**Required task 1:**
Rewrite the Grafana integration guide below from "# Start Grafana" to "server (e.g., http://prometheus-server:9090)", inclusive, putting "Connections" in place of "Data Sources".

**Page text:**

--- --- ---

AIStore Grafana Integration

This document explains how to integrate AIStore with Grafana for visualization and monitoring of AIStore metrics. Grafana provides powerful visualization capabilities for Prometheus metrics collected from AIStore nodes.

Table of Contents

Architecture

The integration architecture follows a standard monitoring pattern:

┌─────────────┐      ┌─────────────┐      ┌─────────────┐
│             │      │             │      │             │
│  AIStore    │scrape│  Prometheus │query │   Grafana   │
│   Nodes     │─────▶│   Server    │─────▶│ Dashboards  │
│             │      │             │      │             │
└─────────────┘      └─────────────┘      └─────────────┘
  1. AIStore nodes expose metrics endpoints (via the /metrics HTTP endpoint)
  2. Prometheus scrapes metrics at regular intervals
  3. Grafana queries Prometheus and visualizes the data through customizable dashboards

Prerequisites

  • AIStore cluster with Prometheus metrics enabled (default in current versions)
  • Prometheus server configured to scrape AIStore metrics
  • Grafana server (v9.0+ recommended)

Deployment Options

Kubernetes Deployment

For production deployments, AIStore is typically deployed on Kubernetes using the ais-k8s operator.

The github.com/NVIDIA/ais-k8s repository includes monitoring components that set up Prometheus and Grafana with preconfigured dashboards in the monitoring directory.

To deploy AIStore with monitoring on Kubernetes:

  1. Clone the ais-k8s repository:
    git clone https://github.com/NVIDIA/ais-k8s.git
    cd ais-k8s
    
  2. Deploy AIStore with the operator, which includes monitoring stack:
    # Follow the operator deployment instructions in ais-k8s documentation
    
  3. The monitoring stack includes:
    • Prometheus for metrics collection
    • Grafana for visualization
    • AlertManager for alert routing
    • Preconfigured dashboards for AIStore

Standalone Deployment

For non-Kubernetes deployments or development environments, you can set up Grafana separately.

Grafana Installation

Docker Installation
docker run -d -p 3000:3000 --name grafana grafana/grafana-oss
Standard Installation
# Debian/Ubuntu
sudo apt-get install -y apt-transport-https software-properties-common
sudo add-apt-repository "deb https://packages.grafana.com/oss/deb stable main"
wget -q -O - https://packages.grafana.com/gpg.key | sudo apt-key add -
sudo apt-get update
sudo apt-get install grafana

# Start Grafana
sudo systemctl start grafana-server

For other platforms, see the Grafana installation documentation.

Grafana Setup

Adding Prometheus Data Source

  1. Log in to Grafana (default: http://localhost:3000, admin/admin)
  2. Go to Configuration > Data Sources > Add data source
  3. Select Prometheus
  4. Set the URL to your Prometheus server (e.g., http://prometheus-server:9090)

--- --- ---

**Provided entries:**

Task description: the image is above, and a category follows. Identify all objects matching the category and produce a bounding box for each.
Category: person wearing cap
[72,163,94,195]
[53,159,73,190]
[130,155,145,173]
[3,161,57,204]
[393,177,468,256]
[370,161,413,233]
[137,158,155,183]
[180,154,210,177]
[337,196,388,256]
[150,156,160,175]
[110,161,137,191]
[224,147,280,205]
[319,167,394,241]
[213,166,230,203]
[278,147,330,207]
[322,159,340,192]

--- --- ---

**Required task 2:**
Retype the entire labeling listing above, line for line, with no changes.

**Full solution 1:**
# Start Grafana
sudo systemctl start grafana-server

For other platforms, see the Grafana installation documentation.

Grafana Setup

Adding Prometheus Data Source

  1. Log in to Grafana (default: http://localhost:3000, admin/admin)
  2. Go to Configuration > Connections > Add data source
  3. Select Prometheus
  4. Set the URL to your Prometheus server (e.g., http://prometheus-server:9090)

**Full solution 2:**
Task description: the image is above, and a category follows. Identify all objects matching the category and produce a bounding box for each.
Category: person wearing cap
[72,163,94,195]
[53,159,73,190]
[130,155,145,173]
[3,161,57,204]
[393,177,468,256]
[370,161,413,233]
[137,158,155,183]
[180,154,210,177]
[337,196,388,256]
[150,156,160,175]
[110,161,137,191]
[224,147,280,205]
[319,167,394,241]
[213,166,230,203]
[278,147,330,207]
[322,159,340,192]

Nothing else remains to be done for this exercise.